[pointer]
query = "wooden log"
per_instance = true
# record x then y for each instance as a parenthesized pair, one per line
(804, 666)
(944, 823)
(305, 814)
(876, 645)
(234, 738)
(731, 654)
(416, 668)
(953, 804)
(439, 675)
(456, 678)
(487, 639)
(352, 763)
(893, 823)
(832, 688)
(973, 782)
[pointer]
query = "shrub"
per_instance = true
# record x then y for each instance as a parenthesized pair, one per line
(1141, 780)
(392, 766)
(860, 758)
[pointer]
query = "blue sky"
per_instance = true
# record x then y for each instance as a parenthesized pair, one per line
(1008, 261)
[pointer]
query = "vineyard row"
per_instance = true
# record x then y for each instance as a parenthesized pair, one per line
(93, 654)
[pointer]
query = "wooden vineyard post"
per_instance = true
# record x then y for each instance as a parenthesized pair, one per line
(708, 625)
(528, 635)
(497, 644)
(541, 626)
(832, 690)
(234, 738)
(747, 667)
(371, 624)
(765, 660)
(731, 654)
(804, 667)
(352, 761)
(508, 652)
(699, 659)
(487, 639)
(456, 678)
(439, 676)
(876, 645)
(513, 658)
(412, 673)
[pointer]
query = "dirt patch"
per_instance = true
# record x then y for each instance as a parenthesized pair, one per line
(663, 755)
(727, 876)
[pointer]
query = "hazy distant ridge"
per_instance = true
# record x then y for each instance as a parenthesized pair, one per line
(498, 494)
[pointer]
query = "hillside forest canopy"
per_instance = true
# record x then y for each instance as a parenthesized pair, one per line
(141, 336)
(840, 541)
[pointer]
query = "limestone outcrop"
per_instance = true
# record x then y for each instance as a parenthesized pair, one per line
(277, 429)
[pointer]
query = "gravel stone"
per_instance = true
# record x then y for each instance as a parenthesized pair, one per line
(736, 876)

- - -

→ **WORK TO BE COMPLETED**
Type out the full listing again, exactly as given.

→ **RESULT BELOW**
[pointer]
query = "wooden log"
per_instance = true
# record x then y for each instance as a parenthesized pair, one per line
(804, 666)
(944, 823)
(305, 814)
(876, 645)
(234, 738)
(731, 654)
(416, 668)
(953, 804)
(439, 675)
(456, 678)
(487, 639)
(352, 763)
(893, 823)
(832, 688)
(973, 782)
[pointer]
query = "shrub"
per_instance = true
# record x then y for each instance as a parenthesized pair, one per line
(1141, 780)
(392, 766)
(860, 758)
[pointer]
query = "blue sky"
per_instance = true
# record x then y for each instance as a parenthesized pair, one per line
(1008, 261)
[pointer]
query = "vineyard row"
per_instance = true
# record x then y for each instance as a parenthesized pair, one per line
(93, 654)
[pointer]
query = "wooden vineyard post"
per_instance = true
# record x then y for each instance as a parenthesized pair, one per line
(708, 625)
(528, 635)
(497, 644)
(541, 626)
(832, 690)
(234, 738)
(747, 667)
(371, 624)
(765, 660)
(731, 654)
(804, 667)
(352, 761)
(508, 652)
(699, 659)
(487, 639)
(456, 678)
(439, 676)
(876, 645)
(513, 658)
(412, 673)
[pointer]
query = "dirt patch"
per_instance = true
# record x then y for each instance as a parenthesized pair, one per line
(663, 755)
(727, 876)
[pointer]
query = "hazy distant ridge"
per_instance = true
# record x then y for each instance as a parenthesized pair, one per line
(498, 494)
[pointer]
query = "hillside forest canopy"
per_instance = true
# record x then y for each instance as a parenthesized pair, one per line
(141, 336)
(840, 541)
[pointer]
query = "limestone outcrop"
per_instance = true
# record x then y for each instance as a parenthesized pair, one per line
(277, 429)
[pointer]
query = "gravel stone"
per_instance = true
# record x then y for each instance as a parenthesized pair, one per line
(736, 876)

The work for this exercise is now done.